■ **PAGE EXTRACT**:
# # # # # # #

Michael Faucault expands on this notion in the chapter entitled the Carceral, which takes the panopticon to the next level, as it incorporates all aspects of society, from children’s education to hospital systems, into this omnipresent regulating and monitoring force. These examples display that the belief in surveillance acting as a deterrent for those with unsavoury thoughts have existed in Britain for over one-hundred and fifty years and are just reaching fruition at present times.
At current date, there are approximately 4.2 million closed-circuit television (CCTV) cameras monitoring Great Britain everyday, brandishing a ratio of nearly one per every fifteen people. In fact, it is estimated that the average person is viewed roughly three-hundred times a day, while carrying out regular business in even medium-sized cities. Many of these cameras not only survey the designated area, but have been technologically enhanced, coming equipped with intercoms, where the monitor can verbally reprimand violators in situations where physical police presence is not necessary.

# # # # # # #

■ **DATA BELOW**:

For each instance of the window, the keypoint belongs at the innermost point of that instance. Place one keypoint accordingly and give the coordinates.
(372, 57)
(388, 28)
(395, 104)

# # # # # # #

■ **TASK DIRECTIONS**: Reproduce the passage on surveillance in Britain word for word, keeping both paragraphs.

■ **COMPLETED EXERCISE**:
Michael Faucault expands on this notion in the chapter entitled the Carceral, which takes the panopticon to the next level, as it incorporates all aspects of society, from children’s education to hospital systems, into this omnipresent regulating and monitoring force. These examples display that the belief in surveillance acting as a deterrent for those with unsavoury thoughts have existed in Britain for over one-hundred and fifty years and are just reaching fruition at present times.
At current date, there are approximately 4.2 million closed-circuit television (CCTV) cameras monitoring Great Britain everyday, brandishing a ratio of nearly one per every fifteen people. In fact, it is estimated that the average person is viewed roughly three-hundred times a day, while carrying out regular business in even medium-sized cities. Many of these cameras not only survey the designated area, but have been technologically enhanced, coming equipped with intercoms, where the monitor can verbally reprimand violators in situations where physical police presence is not necessary.